::: Listed records :::

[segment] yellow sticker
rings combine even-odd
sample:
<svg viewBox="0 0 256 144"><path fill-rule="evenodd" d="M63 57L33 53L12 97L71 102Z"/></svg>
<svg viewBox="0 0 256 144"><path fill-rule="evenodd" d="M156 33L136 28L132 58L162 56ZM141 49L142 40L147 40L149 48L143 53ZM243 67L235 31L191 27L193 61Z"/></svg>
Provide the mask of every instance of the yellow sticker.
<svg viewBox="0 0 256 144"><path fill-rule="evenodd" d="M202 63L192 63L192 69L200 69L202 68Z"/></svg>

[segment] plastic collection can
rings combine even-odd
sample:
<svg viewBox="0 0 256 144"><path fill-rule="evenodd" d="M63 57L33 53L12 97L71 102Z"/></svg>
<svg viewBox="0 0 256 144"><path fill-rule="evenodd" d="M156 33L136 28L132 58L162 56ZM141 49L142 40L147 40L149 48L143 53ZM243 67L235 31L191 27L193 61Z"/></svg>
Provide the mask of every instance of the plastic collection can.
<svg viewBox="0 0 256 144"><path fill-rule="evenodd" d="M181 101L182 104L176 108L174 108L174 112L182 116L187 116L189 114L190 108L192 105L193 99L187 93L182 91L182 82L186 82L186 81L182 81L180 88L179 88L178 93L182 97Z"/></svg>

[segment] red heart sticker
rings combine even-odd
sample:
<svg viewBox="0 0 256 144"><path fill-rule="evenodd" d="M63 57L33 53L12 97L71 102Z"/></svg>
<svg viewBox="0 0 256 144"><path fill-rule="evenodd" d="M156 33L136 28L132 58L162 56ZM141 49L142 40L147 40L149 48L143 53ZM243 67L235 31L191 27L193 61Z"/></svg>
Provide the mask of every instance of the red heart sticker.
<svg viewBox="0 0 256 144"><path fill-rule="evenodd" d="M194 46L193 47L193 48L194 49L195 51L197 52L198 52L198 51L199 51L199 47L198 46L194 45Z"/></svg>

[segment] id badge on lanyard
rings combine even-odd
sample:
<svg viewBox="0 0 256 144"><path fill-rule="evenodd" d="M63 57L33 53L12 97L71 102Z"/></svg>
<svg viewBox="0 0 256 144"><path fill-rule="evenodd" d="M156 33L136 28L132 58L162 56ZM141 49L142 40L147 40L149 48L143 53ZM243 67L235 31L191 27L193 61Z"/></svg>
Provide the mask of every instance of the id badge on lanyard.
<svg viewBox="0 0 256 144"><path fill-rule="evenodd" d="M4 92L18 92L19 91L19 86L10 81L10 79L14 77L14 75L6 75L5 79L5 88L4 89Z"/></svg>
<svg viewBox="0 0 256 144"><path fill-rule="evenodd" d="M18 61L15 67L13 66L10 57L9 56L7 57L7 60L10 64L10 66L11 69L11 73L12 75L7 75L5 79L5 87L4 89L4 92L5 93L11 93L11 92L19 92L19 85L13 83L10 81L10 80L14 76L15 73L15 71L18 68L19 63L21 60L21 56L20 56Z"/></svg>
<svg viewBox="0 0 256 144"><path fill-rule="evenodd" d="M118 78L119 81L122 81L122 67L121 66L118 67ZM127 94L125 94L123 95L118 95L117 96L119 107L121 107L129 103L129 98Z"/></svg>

:::

*Task to complete*. Rewrite the lines above as a Markdown table with the columns Row and Line. Number each row and leave out blank lines.

*Full response*.
| Row | Line |
|---|---|
| 1 | [segment] yellow sticker |
| 2 | rings combine even-odd |
| 3 | sample: |
| 4 | <svg viewBox="0 0 256 144"><path fill-rule="evenodd" d="M63 57L33 53L12 97L71 102Z"/></svg> |
| 5 | <svg viewBox="0 0 256 144"><path fill-rule="evenodd" d="M156 33L136 28L132 58L162 56ZM141 49L142 40L147 40L149 48L143 53ZM243 67L235 31L191 27L193 61Z"/></svg> |
| 6 | Provide the mask of every instance of the yellow sticker. |
| 7 | <svg viewBox="0 0 256 144"><path fill-rule="evenodd" d="M202 63L192 63L192 69L200 69L202 68Z"/></svg> |
| 8 | [segment] plastic collection can |
| 9 | rings combine even-odd |
| 10 | sample: |
| 11 | <svg viewBox="0 0 256 144"><path fill-rule="evenodd" d="M63 57L33 53L12 97L71 102Z"/></svg> |
| 12 | <svg viewBox="0 0 256 144"><path fill-rule="evenodd" d="M156 33L136 28L132 58L162 56ZM141 49L142 40L147 40L149 48L143 53ZM243 67L235 31L191 27L193 61Z"/></svg> |
| 13 | Provide the mask of every instance of the plastic collection can. |
| 14 | <svg viewBox="0 0 256 144"><path fill-rule="evenodd" d="M181 101L182 104L176 108L174 108L174 112L182 116L187 116L189 114L190 108L192 105L193 99L187 93L182 91L182 82L186 82L186 81L182 81L180 88L179 88L178 93L182 97Z"/></svg> |
| 15 | [segment] red heart sticker |
| 16 | rings combine even-odd |
| 17 | sample: |
| 18 | <svg viewBox="0 0 256 144"><path fill-rule="evenodd" d="M63 57L33 53L12 97L71 102Z"/></svg> |
| 19 | <svg viewBox="0 0 256 144"><path fill-rule="evenodd" d="M156 33L136 28L132 58L162 56ZM141 49L142 40L147 40L149 48L143 53ZM243 67L235 31L191 27L193 61Z"/></svg> |
| 20 | Provide the mask of every instance of the red heart sticker. |
| 21 | <svg viewBox="0 0 256 144"><path fill-rule="evenodd" d="M194 46L193 47L193 48L194 49L195 51L197 52L198 52L198 51L199 51L199 47L198 46L194 45Z"/></svg> |
| 22 | [segment] id badge on lanyard |
| 23 | rings combine even-odd |
| 24 | sample: |
| 25 | <svg viewBox="0 0 256 144"><path fill-rule="evenodd" d="M63 57L33 53L12 97L71 102Z"/></svg> |
| 26 | <svg viewBox="0 0 256 144"><path fill-rule="evenodd" d="M156 33L136 28L132 58L162 56ZM141 49L142 40L147 40L149 48L143 53ZM243 67L235 31L191 27L193 61Z"/></svg> |
| 27 | Provide the mask of every instance of the id badge on lanyard. |
| 28 | <svg viewBox="0 0 256 144"><path fill-rule="evenodd" d="M4 92L18 92L19 91L19 86L10 81L10 79L14 77L14 75L6 75L5 79L5 88L4 89Z"/></svg> |
| 29 | <svg viewBox="0 0 256 144"><path fill-rule="evenodd" d="M18 61L15 67L13 66L10 57L9 56L7 57L7 60L10 64L10 66L11 69L11 73L12 75L7 75L5 79L5 87L4 89L4 92L5 93L11 93L11 92L19 92L19 85L13 83L10 81L10 80L14 76L15 73L15 71L18 68L19 63L21 60L21 56L20 56Z"/></svg> |
| 30 | <svg viewBox="0 0 256 144"><path fill-rule="evenodd" d="M118 78L119 81L122 81L122 67L121 66L118 67ZM127 94L125 94L123 95L118 95L117 96L119 107L121 107L129 103L129 98Z"/></svg> |